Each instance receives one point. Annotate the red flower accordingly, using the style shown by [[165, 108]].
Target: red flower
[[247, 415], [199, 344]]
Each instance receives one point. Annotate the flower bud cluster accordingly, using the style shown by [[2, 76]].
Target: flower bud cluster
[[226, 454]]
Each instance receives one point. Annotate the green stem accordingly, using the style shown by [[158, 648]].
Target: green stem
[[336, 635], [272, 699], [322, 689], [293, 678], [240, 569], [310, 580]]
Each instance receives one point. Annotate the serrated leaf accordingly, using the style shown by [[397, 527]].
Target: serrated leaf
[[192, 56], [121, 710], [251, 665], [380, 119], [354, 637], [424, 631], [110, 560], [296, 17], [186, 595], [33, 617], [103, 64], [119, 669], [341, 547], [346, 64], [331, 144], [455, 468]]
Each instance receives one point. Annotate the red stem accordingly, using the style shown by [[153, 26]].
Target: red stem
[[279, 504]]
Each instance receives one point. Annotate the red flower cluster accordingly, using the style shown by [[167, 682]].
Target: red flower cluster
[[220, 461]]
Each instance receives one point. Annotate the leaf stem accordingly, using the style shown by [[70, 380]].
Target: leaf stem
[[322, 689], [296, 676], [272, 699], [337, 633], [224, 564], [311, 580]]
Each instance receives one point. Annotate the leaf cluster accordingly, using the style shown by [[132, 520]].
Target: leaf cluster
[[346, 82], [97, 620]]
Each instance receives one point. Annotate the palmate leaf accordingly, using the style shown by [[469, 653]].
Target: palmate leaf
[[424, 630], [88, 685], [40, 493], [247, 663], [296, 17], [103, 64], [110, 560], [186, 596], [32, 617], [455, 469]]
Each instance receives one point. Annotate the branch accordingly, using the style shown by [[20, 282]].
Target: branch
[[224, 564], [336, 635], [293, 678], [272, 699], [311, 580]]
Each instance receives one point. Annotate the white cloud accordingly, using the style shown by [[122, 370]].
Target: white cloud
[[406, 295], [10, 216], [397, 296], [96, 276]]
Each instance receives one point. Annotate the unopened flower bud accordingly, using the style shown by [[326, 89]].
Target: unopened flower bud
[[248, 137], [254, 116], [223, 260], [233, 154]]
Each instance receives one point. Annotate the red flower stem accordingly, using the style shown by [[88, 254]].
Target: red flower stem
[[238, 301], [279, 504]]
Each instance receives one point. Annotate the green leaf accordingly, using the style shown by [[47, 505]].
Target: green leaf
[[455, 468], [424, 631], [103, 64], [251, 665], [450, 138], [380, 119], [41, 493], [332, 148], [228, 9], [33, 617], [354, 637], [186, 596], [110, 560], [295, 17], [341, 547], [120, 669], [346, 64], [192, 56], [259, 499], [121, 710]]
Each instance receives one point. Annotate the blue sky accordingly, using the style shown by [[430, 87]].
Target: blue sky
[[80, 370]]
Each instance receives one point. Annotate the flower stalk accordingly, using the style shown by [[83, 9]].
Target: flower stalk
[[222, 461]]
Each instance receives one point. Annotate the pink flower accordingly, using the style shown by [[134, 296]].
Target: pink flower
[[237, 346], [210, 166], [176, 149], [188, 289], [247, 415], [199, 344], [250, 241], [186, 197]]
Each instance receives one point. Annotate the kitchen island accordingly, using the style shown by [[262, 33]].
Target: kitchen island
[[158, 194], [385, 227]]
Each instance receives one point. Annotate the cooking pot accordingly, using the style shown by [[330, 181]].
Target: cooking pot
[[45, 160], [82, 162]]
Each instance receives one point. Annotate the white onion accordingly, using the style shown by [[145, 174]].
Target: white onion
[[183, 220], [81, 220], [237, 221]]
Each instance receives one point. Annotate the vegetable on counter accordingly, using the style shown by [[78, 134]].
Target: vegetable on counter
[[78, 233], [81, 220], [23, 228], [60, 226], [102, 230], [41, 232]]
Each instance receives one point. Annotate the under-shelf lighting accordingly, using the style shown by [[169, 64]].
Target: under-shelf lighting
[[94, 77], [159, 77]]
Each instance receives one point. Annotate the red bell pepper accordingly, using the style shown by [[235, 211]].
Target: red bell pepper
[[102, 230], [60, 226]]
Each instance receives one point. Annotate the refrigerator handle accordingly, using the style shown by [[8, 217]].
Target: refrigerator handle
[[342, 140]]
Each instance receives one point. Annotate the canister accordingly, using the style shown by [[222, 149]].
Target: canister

What is needed:
Can you arrange the lines above as a Markdown table with two columns, "Row" for a running number and "Line" for the line itself, leaving out any blank lines?

Expected answer:
| Row | Line |
|---|---|
| 1 | Each instance receives one point. Annotate the red flower accordingly, using the style shown by [[165, 108]]. |
| 2 | Target: red flower |
| 3 | [[247, 415], [199, 344]] |
| 4 | Each instance receives one point. Annotate the flower bud cluster accordingly, using the style shown by [[2, 76]]. |
| 5 | Target: flower bud cluster |
| 6 | [[226, 454]] |
| 7 | Each instance receives one point. Annotate the green stem accordingly, using the style shown by [[158, 648]]. |
| 8 | Target: green stem |
| 9 | [[336, 635], [272, 699], [322, 689], [293, 678], [240, 569], [310, 580]] |
| 10 | Each instance receives one point. Annotate the serrated leaf accordingly, using the style shown by [[397, 527]]. |
| 11 | Target: serrated leaf |
| 12 | [[192, 56], [121, 710], [251, 665], [380, 119], [354, 637], [424, 631], [110, 560], [296, 17], [186, 595], [33, 617], [103, 64], [119, 669], [341, 547], [346, 64], [331, 144], [455, 468]] |
| 13 | Each instance receives one point. Annotate the red stem accordingly, using the style shown by [[153, 26]]. |
| 14 | Target: red stem |
| 15 | [[279, 504]] |
| 16 | Each instance receives one point. Annotate the red flower cluster accordingly, using the style shown by [[167, 682]]. |
| 17 | Target: red flower cluster |
| 18 | [[220, 461]] |
| 19 | Each instance receives one point. Annotate the leaf stem accordingly, using the style shown by [[70, 380]]. |
| 20 | Target: leaf stem |
| 21 | [[322, 689], [296, 676], [272, 699], [337, 633], [224, 564], [311, 580]] |
| 22 | Each instance receives one point. Annotate the leaf cluster accordingly, using the style shown by [[132, 520]]. |
| 23 | Target: leaf cluster |
| 24 | [[346, 82], [97, 620]] |
| 25 | Each instance receives one point. Annotate the palmate leaf accordingly, using the style shown by [[469, 653]]. |
| 26 | Target: palmate leaf |
| 27 | [[424, 630], [88, 685], [40, 493], [247, 663], [296, 17], [103, 64], [110, 560], [186, 596], [32, 617], [455, 469]] |
| 28 | Each instance receives one point. Annotate the branch accordingly, using the style shown by [[20, 282]]. |
| 29 | Target: branch |
| 30 | [[224, 564], [336, 635], [293, 678], [272, 699], [311, 580]] |
| 31 | Each instance receives one point. Annotate the white cloud accordingly, using the style shown by [[122, 370]]. |
| 32 | Target: white cloud |
| 33 | [[406, 295], [10, 216], [397, 296], [96, 276]] |
| 34 | Each instance receives one point. Annotate the unopened flower bud accordingly, using the style shown by [[326, 89]]. |
| 35 | Target: unopened flower bud |
| 36 | [[248, 137], [254, 116], [223, 260], [233, 154]] |
| 37 | Each instance receives one point. Annotate the red flower stem accordingly, using the style shown by [[88, 254]]. |
| 38 | Target: red flower stem |
| 39 | [[238, 301], [279, 504]] |
| 40 | Each instance receives one point. Annotate the green leaf accordingly, using the style shown by [[47, 505]]. |
| 41 | Target: green leaf |
| 42 | [[455, 468], [424, 631], [103, 64], [251, 665], [450, 138], [380, 119], [41, 493], [332, 148], [228, 9], [33, 617], [354, 637], [186, 596], [110, 560], [295, 17], [341, 547], [120, 669], [346, 64], [192, 56], [259, 499], [121, 710]] |
| 43 | Each instance receives one point. Annotate the blue sky accordingly, using the style shown by [[430, 87]]. |
| 44 | Target: blue sky |
| 45 | [[80, 370]] |
| 46 | Each instance receives one point. Annotate the flower stalk accordingly, using the style shown by [[83, 9]]. |
| 47 | Target: flower stalk |
| 48 | [[222, 461]] |
| 49 | Each instance receives one point. Annotate the pink flower accordingly, using the style shown by [[134, 296]]. |
| 50 | Target: pink flower |
| 51 | [[237, 346], [210, 166], [176, 149], [188, 289], [247, 415], [199, 344], [250, 241], [186, 197]] |
| 52 | Each instance receives one point. Annotate the kitchen island accordingly, using the style shown by [[262, 33]]. |
| 53 | Target: kitchen island |
| 54 | [[158, 194], [385, 227]] |
| 55 | Each instance receives one point. Annotate the cooking pot accordingly, using the style shown by [[330, 181]]. |
| 56 | Target: cooking pot |
| 57 | [[45, 160], [82, 162]] |
| 58 | Each instance receives one point. Annotate the white onion accordingly, using the style shown by [[145, 174]]. |
| 59 | Target: white onion |
| 60 | [[183, 220], [81, 220], [237, 221]] |
| 61 | Each instance receives one point. Annotate the vegetable on counter accordingly, using the style shown by [[78, 134]]. |
| 62 | Target: vegetable on counter |
| 63 | [[78, 233], [81, 220], [23, 228], [60, 226], [102, 230], [41, 232]] |
| 64 | Each instance receives one point. Annotate the under-shelf lighting accordingly, using the style shown by [[169, 64]]. |
| 65 | Target: under-shelf lighting |
| 66 | [[94, 77], [159, 77]] |
| 67 | Each instance receives one point. Annotate the red bell pepper accordingly, using the style shown by [[235, 211]]. |
| 68 | Target: red bell pepper |
| 69 | [[102, 230], [60, 226]] |
| 70 | Each instance receives one point. Annotate the refrigerator handle accordingly, using the style shown by [[8, 217]]. |
| 71 | Target: refrigerator handle |
| 72 | [[342, 140]] |
| 73 | Each instance receives one point. Annotate the canister accordingly, using the style shown by [[222, 149]]. |
| 74 | Target: canister |